**What to do:** From the records below, work out how many lines carry the string "could". Leave out everything but the number.

··· Provided entries

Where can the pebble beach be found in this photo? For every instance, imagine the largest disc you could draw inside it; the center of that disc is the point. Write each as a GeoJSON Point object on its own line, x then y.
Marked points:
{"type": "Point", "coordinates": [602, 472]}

······
··· Provided entries

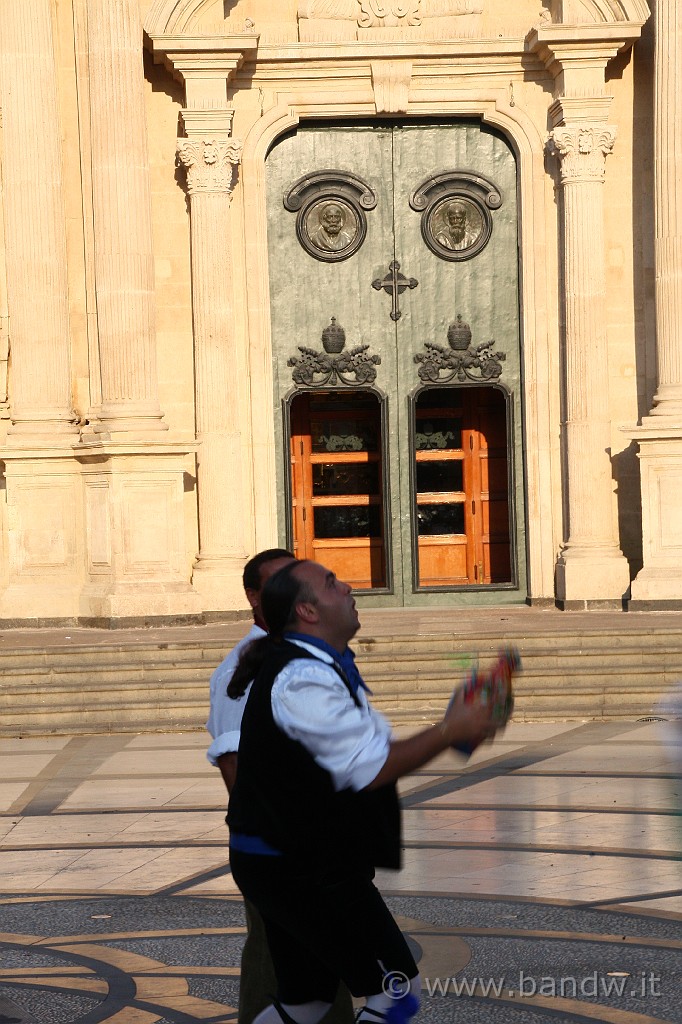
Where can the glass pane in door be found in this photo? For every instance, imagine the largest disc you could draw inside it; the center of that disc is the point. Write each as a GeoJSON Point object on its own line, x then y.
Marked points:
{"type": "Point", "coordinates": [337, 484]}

······
··· Provided entries

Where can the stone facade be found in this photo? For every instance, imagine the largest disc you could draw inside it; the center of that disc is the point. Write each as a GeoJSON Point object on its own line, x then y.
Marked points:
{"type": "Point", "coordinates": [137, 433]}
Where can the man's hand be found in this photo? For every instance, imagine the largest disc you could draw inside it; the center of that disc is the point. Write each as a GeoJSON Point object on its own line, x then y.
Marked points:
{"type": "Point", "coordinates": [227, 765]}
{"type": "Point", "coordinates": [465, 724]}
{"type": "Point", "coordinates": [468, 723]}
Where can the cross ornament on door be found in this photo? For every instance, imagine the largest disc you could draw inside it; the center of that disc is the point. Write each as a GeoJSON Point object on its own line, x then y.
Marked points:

······

**Output for this task:** 5